WHAT YOU WILL DO:
Can you copy out the lines below verbatim, starting with the line that contains "task: outline the overcast sky" and ending with the line that contains "[[[0,72],[34,69],[38,44],[44,69],[256,75],[256,1],[1,0]]]", both included?

* BEGIN RECORDS *

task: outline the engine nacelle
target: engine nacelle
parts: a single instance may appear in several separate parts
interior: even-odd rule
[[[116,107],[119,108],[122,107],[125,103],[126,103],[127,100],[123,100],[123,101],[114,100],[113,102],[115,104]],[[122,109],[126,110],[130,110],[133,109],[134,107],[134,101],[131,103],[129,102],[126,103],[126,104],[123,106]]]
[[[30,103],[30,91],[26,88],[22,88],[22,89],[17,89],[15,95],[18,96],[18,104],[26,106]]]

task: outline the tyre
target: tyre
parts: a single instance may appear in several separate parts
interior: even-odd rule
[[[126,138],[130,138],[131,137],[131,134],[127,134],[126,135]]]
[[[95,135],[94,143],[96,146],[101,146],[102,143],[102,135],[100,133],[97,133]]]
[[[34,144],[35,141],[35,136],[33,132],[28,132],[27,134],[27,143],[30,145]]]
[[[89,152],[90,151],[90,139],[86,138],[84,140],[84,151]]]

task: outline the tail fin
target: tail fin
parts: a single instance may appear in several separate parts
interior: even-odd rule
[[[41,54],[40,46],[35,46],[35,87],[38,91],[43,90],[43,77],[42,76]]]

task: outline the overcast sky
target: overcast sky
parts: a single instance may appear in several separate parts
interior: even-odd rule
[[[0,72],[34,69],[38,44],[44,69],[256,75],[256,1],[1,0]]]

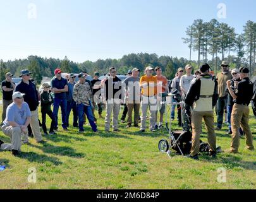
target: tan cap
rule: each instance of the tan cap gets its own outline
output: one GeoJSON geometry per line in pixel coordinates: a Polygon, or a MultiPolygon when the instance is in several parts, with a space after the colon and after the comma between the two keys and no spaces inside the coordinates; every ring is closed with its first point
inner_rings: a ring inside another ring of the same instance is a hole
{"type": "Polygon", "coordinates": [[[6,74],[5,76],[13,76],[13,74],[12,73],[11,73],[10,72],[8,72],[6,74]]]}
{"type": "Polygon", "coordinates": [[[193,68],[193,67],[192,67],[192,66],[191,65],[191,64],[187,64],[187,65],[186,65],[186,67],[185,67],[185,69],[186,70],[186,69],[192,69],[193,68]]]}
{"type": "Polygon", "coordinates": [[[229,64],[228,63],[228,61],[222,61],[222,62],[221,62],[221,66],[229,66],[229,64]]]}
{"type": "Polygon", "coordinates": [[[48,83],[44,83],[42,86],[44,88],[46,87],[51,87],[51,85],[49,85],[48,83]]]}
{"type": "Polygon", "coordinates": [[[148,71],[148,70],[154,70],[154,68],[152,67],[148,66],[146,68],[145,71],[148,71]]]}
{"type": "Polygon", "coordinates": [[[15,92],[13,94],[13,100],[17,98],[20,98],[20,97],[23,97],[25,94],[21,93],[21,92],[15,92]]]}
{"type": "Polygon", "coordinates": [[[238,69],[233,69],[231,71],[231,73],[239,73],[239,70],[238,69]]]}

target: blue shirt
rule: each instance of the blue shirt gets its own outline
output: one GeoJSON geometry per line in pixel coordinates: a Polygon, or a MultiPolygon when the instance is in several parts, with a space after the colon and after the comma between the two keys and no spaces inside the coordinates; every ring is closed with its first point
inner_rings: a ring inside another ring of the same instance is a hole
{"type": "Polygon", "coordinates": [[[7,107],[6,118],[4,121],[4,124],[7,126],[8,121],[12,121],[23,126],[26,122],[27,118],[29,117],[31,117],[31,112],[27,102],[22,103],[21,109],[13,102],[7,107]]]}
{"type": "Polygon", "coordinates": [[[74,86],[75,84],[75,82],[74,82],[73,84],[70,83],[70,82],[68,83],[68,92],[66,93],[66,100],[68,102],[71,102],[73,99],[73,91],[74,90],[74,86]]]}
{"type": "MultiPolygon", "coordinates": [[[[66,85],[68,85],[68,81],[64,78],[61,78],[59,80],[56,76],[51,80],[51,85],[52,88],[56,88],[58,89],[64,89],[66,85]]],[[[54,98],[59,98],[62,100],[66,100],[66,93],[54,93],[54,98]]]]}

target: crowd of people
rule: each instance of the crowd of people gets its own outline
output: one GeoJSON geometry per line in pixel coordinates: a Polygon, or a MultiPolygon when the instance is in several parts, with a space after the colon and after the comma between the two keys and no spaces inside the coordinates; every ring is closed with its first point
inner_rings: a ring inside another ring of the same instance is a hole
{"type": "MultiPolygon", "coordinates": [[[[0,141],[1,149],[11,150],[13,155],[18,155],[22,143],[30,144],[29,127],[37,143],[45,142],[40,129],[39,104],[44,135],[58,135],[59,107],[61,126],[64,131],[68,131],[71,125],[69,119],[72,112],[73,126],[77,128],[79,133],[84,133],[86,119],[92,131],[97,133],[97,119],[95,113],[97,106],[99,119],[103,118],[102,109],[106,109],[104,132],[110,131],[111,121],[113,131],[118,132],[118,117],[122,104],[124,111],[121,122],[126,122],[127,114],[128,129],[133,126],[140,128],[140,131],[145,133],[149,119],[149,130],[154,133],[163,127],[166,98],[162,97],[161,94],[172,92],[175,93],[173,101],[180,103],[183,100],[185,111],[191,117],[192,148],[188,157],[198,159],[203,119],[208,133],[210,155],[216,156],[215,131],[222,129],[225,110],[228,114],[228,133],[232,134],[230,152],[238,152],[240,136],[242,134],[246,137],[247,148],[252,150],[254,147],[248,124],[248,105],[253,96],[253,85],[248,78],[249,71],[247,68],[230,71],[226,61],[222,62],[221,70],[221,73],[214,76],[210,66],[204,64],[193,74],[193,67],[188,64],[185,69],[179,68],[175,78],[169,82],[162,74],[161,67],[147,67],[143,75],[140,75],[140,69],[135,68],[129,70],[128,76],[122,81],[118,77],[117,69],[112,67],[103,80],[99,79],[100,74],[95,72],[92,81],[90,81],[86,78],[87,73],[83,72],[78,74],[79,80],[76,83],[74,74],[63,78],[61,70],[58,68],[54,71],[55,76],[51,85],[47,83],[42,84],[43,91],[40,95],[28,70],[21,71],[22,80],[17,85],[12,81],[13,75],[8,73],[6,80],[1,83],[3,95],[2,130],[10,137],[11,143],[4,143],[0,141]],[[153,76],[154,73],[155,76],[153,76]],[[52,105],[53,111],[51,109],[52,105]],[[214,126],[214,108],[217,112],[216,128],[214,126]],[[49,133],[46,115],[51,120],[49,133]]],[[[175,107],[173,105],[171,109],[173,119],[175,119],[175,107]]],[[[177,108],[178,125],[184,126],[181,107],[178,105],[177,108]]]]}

* END RECORDS *
* BEGIN RECORDS *

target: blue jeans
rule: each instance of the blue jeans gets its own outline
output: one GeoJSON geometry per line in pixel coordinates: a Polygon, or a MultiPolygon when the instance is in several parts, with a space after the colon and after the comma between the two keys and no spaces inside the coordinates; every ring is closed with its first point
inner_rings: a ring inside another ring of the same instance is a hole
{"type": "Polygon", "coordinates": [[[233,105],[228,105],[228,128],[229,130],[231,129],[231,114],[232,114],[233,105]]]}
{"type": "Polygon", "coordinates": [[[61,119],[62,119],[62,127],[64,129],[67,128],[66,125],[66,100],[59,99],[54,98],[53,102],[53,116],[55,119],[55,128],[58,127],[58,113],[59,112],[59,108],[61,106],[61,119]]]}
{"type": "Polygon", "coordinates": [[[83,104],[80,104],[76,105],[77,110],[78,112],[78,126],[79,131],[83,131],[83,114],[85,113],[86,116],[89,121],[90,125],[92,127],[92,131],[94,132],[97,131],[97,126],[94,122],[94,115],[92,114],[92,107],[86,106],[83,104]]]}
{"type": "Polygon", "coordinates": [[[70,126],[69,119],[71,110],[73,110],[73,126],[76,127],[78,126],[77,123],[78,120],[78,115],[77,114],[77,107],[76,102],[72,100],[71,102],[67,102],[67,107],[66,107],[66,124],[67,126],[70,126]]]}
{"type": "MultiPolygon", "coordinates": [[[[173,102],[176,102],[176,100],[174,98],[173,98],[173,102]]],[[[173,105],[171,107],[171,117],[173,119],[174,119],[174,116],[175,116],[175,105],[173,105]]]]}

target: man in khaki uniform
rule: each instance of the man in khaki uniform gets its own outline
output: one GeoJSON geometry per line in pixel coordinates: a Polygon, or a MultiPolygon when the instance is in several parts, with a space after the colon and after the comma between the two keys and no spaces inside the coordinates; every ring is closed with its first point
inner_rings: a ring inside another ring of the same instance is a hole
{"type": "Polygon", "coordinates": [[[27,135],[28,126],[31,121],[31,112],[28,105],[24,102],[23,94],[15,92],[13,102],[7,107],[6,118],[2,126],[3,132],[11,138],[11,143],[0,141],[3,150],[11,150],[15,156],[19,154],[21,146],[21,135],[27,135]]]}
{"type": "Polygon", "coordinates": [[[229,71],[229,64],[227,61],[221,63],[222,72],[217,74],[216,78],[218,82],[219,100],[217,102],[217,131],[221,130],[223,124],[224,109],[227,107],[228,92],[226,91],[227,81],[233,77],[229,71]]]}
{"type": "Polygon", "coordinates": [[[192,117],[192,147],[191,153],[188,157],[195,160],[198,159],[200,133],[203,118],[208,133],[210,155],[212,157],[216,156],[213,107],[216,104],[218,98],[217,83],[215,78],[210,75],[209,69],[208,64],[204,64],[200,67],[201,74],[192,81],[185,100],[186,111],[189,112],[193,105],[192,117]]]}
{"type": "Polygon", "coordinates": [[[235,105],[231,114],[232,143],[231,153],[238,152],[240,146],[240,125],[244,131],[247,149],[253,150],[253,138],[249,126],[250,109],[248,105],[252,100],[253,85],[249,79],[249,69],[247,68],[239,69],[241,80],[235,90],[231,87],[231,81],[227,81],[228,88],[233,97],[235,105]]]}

* END RECORDS *

ANSWER:
task: outline the overcast sky
target: overcast sky
parts: a single instance may appear in several separate parts
interior: even-odd rule
[[[0,72],[34,69],[38,44],[44,69],[256,75],[256,1],[1,0]]]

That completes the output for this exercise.